*Your objective*. Copy out every item below with "thickest part" swapped for "widest part" wherever it appears, changing nothing else. Leave the pictures out of your copy.

┏━━

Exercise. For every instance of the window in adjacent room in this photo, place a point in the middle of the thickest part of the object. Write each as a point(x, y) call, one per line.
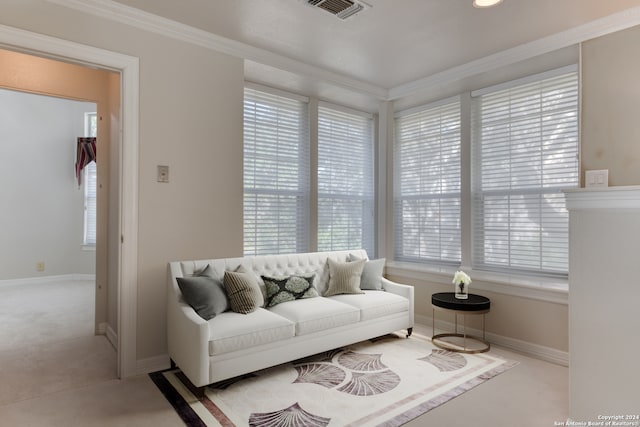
point(345, 179)
point(525, 153)
point(276, 172)
point(427, 184)
point(90, 180)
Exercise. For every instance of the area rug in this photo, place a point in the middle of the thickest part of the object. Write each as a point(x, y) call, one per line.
point(383, 382)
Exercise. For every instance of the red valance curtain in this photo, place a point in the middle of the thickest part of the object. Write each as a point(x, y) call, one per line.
point(85, 154)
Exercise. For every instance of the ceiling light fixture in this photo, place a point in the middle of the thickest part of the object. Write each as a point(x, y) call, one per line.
point(486, 3)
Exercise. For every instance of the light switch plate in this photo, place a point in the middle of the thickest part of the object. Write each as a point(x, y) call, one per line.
point(163, 173)
point(596, 178)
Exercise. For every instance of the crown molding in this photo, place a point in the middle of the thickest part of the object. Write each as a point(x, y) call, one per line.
point(123, 14)
point(599, 27)
point(114, 11)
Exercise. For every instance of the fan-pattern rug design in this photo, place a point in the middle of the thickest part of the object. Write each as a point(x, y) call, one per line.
point(387, 381)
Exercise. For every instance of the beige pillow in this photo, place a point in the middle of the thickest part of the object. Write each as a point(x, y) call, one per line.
point(243, 291)
point(344, 277)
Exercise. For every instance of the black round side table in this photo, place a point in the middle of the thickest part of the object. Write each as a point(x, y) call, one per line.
point(475, 304)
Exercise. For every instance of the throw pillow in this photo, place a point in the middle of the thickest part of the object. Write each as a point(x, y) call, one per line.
point(371, 274)
point(243, 290)
point(344, 278)
point(205, 294)
point(288, 289)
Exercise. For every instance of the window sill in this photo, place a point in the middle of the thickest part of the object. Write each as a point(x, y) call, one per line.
point(538, 288)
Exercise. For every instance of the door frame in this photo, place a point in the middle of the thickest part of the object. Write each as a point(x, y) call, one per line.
point(128, 67)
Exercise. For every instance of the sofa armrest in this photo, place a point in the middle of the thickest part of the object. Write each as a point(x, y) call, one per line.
point(187, 334)
point(402, 290)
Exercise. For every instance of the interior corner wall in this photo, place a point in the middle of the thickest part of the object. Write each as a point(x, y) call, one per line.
point(190, 119)
point(611, 107)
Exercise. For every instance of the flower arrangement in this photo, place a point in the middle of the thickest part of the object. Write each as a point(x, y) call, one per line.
point(461, 280)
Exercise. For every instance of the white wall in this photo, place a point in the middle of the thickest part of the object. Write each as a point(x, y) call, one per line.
point(190, 118)
point(42, 205)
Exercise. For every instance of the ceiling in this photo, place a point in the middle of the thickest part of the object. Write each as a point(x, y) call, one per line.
point(388, 46)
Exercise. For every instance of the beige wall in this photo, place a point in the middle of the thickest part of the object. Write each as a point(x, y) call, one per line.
point(44, 76)
point(611, 106)
point(191, 120)
point(536, 322)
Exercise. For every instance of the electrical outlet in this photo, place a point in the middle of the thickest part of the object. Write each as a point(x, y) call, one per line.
point(163, 173)
point(596, 178)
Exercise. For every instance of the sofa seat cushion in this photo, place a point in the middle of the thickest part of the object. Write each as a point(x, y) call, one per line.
point(317, 314)
point(374, 304)
point(230, 331)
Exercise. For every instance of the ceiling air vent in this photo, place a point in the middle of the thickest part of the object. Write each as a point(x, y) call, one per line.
point(343, 9)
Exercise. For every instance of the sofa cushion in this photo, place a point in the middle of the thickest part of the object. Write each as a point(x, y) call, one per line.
point(205, 294)
point(374, 304)
point(317, 314)
point(371, 273)
point(232, 331)
point(243, 290)
point(279, 290)
point(344, 277)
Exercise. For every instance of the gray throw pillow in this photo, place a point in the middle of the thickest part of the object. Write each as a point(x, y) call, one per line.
point(205, 294)
point(243, 290)
point(344, 277)
point(288, 289)
point(371, 274)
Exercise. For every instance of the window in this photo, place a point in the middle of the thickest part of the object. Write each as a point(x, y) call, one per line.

┗━━

*Completed task*.
Exercise. For every instance of the window in adjacent room in this photo, place a point in the middle of the widest part of the object. Write each as a point(x, y) call, one per line.
point(345, 179)
point(525, 153)
point(276, 172)
point(427, 184)
point(90, 180)
Exercise. For every instance of the area rug in this photo, place a point in the middle of the widest part of the object. Write each as a point(x, y) call, one per line.
point(383, 382)
Exercise. For every instance of the red valance curtain in this photo, place a point in the middle of the widest part of the object. Write each as a point(x, y) call, one per line.
point(85, 154)
Exercise. For every instance of the ceiling light fixture in this photo, place a point in the middle of the widest part of the object. Write each as a point(x, y) call, one per line.
point(486, 3)
Exercise. For every instance of the light switch plate in this photo, place a point in the middle of the widest part of the object. Write each as a point(x, y) call, one per line.
point(163, 173)
point(596, 178)
Exercise. For every instance of the crown molding in this photo, place a point in the middle of the widest part of the object. Write each as a point(x, y) call, one per line.
point(123, 14)
point(599, 27)
point(114, 11)
Exercise. For every instance of the fan-pattern rug design in this photo, place a point in the middle of the widest part of the object. Write each as a point(x, y) call, one per line.
point(387, 381)
Exercise. For every instance of the beige pillow in this photo, place a point in the middle of the widest part of the object. Write each as a point(x, y) call, one per line.
point(243, 291)
point(344, 277)
Exercise. For every instance of the black round side table in this photo, place a point in the middle of the widest part of the object. Write each as a point(x, y) call, one per line.
point(475, 304)
Exercise. For every instance of the throw pillow in this photo, place a point in the middle of the widest part of the object. Write each as a point(x, y) call, one per line.
point(371, 274)
point(243, 290)
point(344, 278)
point(205, 294)
point(288, 289)
Exercise. For every instance of the window sill in this photo, place a point in the middle of the widest part of the object. Write each as a point(x, y) call, one per line.
point(538, 288)
Exercise. For every instance of the door frame in this photo, place a point in the middle of the widest part of the object. Write each as a point(x, y) call, one per line.
point(128, 67)
Exercise. For every instance of the sofa armrest in this photo, place a point in the middle of the widest part of the object. Write each as a point(x, y) call, one per line.
point(187, 334)
point(402, 290)
Exercise. For every instance of the interior corner wall in this photo, place a point in the middle of the widest part of the object. Write each as a point(x, y) call, one per line.
point(190, 119)
point(611, 107)
Exercise. For every instance of the flower arrangement in this photo, place a point in the middle of the widest part of the object. Write each as a point(x, y) call, one per line.
point(461, 280)
Exercise. For every instance of the white wall in this photo, place a point in the middle of the widest part of the object. Write each as a point(x, y) call, one per line.
point(190, 118)
point(42, 205)
Exercise. For every instance of the ceiling in this photo, place a point in the middle of the widest part of the object. Write each as a point(x, y) call, one per line.
point(388, 46)
Exercise. For every instance of the beige wall in this photo, place a point in the middle of the widest part of the object. Write each as a point(x, y) call, one per line.
point(44, 76)
point(611, 106)
point(191, 120)
point(536, 322)
Exercise. For every instance of the electrical outlet in this photo, place a point in the middle of the widest part of the object. Write each as a point(x, y) call, one per line.
point(163, 173)
point(596, 178)
Exercise. For every instance of the sofa seat cushion in this photo, place a point in the middle of the widest part of the object. Write each as a point(x, y) call, one per line.
point(317, 314)
point(374, 304)
point(230, 331)
Exercise. For every instance of the ceiling air vent in this photo, place a point in the middle of the widest part of the object. Write each as a point(x, y) call, one per line.
point(343, 9)
Exercise. For every instance of the sofa cushion in this photo, place a point in the middle of the widest part of the object. Write each as a point(x, y) call, one per line.
point(205, 294)
point(374, 304)
point(317, 314)
point(371, 273)
point(232, 331)
point(243, 290)
point(279, 290)
point(344, 277)
Exercise. For every instance of the gray throw pillow in this photo, place a point in the middle of the widest part of the object. Write each as a point(x, y) call, one per line.
point(205, 294)
point(243, 290)
point(344, 277)
point(288, 289)
point(371, 274)
Exercise. For every instance of the window in this photo, place a point in the middle of the widest part of the object. Write each as a point(x, y) call, one per line.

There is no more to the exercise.